_Short problem:_
Write out the listing beneath this instruction in its entirety, exactly as it reads.

=== Entries supplied ===

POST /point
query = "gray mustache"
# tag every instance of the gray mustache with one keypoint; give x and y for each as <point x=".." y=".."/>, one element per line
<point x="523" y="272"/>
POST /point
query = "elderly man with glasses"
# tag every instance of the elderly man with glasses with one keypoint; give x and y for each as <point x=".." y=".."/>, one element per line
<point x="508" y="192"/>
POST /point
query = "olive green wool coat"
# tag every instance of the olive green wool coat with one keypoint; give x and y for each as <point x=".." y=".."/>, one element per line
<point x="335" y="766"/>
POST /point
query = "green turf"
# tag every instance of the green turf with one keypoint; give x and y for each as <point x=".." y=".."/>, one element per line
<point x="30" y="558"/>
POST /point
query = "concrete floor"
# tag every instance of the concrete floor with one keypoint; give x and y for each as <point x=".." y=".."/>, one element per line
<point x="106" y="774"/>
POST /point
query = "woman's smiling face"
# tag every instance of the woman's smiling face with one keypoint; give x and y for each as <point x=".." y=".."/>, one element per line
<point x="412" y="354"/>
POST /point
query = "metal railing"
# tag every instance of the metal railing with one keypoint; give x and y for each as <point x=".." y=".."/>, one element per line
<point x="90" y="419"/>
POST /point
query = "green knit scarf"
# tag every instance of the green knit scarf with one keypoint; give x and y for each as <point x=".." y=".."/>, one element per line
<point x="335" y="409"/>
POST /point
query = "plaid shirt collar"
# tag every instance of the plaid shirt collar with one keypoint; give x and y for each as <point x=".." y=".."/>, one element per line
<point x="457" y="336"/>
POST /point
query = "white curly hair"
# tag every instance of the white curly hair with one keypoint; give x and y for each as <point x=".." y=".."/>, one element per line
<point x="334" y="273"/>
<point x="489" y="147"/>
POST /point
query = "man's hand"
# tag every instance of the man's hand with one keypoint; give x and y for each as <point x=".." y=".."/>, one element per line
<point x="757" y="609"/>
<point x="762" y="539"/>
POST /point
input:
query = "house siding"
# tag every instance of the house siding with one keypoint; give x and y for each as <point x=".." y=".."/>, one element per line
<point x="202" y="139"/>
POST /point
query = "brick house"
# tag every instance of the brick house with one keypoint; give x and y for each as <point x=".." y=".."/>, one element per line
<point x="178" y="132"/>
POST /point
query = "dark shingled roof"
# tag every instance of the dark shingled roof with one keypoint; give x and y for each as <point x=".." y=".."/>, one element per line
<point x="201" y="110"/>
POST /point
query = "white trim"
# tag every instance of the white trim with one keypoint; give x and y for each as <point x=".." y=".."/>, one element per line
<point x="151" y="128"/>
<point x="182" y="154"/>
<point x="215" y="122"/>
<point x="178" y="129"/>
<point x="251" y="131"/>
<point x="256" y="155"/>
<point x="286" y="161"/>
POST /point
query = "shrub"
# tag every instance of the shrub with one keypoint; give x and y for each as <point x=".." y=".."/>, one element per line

===

_Final result:_
POST /point
query = "gray mustache"
# tag every instance of the gray mustache with one keypoint; give x and y for each as <point x=".." y=".."/>, one element per line
<point x="523" y="272"/>
POST /point
query = "elderly man with glasses"
# tag every instance of the elderly man with glasses with one keypoint; give x and y for each as <point x=".." y=".."/>, one element per line
<point x="508" y="192"/>
POST /point
query = "olive green wool coat"
# tag every instance of the olive green wool coat with one keypoint; give x and y for each as <point x=".." y=".."/>, one element per line
<point x="335" y="766"/>
POST /point
query = "green turf"
# tag every instance of the green turf with one keypoint; give x and y for each as <point x=".." y=".."/>, one element per line
<point x="30" y="558"/>
POST /point
query = "concrete floor"
# tag every instance of the concrete floor with one keypoint; give x and y for each as <point x=".." y=".."/>, one element per line
<point x="106" y="774"/>
POST /point
query = "woman's smiling face"
# tag every instance of the woman's smiling face with one keypoint; give x and y for each as <point x=".." y=".."/>, one element per line
<point x="412" y="354"/>
POST /point
query = "metal railing"
# tag every instance of the metal railing with one keypoint; give x and y for each as <point x=".." y=".."/>, one element per line
<point x="90" y="419"/>
POST /point
query = "green knit scarf"
# tag every instance of the green knit scarf with one keypoint; give x and y for each as <point x=".." y=".."/>, one element per line
<point x="335" y="409"/>
POST /point
query = "plaid shirt collar"
# tag every instance of the plaid shirt collar with one keypoint; give x and y for each as <point x=".." y=".."/>, one element per line
<point x="457" y="336"/>
POST /point
query = "white curly hair"
# tag every instance of the white curly hair with one keypoint; give x and y for each as <point x=".." y=".."/>, one element per line
<point x="334" y="273"/>
<point x="489" y="147"/>
POST /point
query = "man's hand"
# tag every instance of the man's hand with one keypoint; give x and y for each as <point x=".." y=".."/>, one element per line
<point x="757" y="609"/>
<point x="762" y="539"/>
POST /point
input:
query = "house siding"
# tag every instance of the house siding with one keypoint; give x and y for each as <point x=".." y=".."/>, one element per line
<point x="202" y="139"/>
POST /point
query = "brick house"
# tag every instance of the brick house with one keypoint; give x and y for each as <point x=".." y=".."/>, one element per line
<point x="178" y="132"/>
POST /point
query = "dark shingled roof"
# tag every instance of the dark shingled roof with one keypoint; give x and y for each as <point x=".." y=".."/>, one element per line
<point x="201" y="110"/>
POST /point
query = "white trim"
# tag every instance of the white trim with one keypoint; give x and y for each as <point x=".." y=".."/>, one element per line
<point x="151" y="128"/>
<point x="182" y="154"/>
<point x="215" y="122"/>
<point x="178" y="129"/>
<point x="251" y="131"/>
<point x="256" y="155"/>
<point x="286" y="161"/>
POST /point
query = "shrub"
# tag every instance of the shrub with one keypoint; give x and y for each as <point x=".." y=".."/>, one element per line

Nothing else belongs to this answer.